▸ Stated exercise:
Reproduce every line of the listing below, requests included, and shift each x and y pixel coordinate in the answers by adding 106 to it.

— START OF Extracted material —

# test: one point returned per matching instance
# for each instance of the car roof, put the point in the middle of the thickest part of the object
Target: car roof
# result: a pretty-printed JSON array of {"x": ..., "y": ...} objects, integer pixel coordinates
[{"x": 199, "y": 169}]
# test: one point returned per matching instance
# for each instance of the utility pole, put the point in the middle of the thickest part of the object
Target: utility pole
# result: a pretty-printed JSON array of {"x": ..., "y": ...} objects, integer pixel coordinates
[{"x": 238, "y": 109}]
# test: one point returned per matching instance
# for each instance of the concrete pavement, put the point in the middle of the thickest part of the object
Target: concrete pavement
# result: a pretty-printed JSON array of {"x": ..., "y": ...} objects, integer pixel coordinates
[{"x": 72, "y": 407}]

— END OF Extracted material —

▸ Result of this task:
# test: one point returned per matching instance
# for each instance of the car roof, put the point in the middle of the thickest part of the object
Target: car roof
# result: a pretty-printed JSON array of {"x": ..., "y": ...} objects, integer pixel coordinates
[{"x": 305, "y": 275}]
# test: one point returned per matching instance
# for each instance of the utility pole, put the point in the middle of the thickest part of the object
Target: utility pole
# result: a pretty-printed JSON array of {"x": ..., "y": ...} objects, integer pixel coordinates
[{"x": 344, "y": 215}]
# test: one point returned per matching instance
# for each instance of the concrete pavement, put the point in the middle of the thickest part of the object
Target: concrete pavement
# result: a pretty-printed JSON array of {"x": ..., "y": ...} objects, integer pixel coordinates
[{"x": 178, "y": 513}]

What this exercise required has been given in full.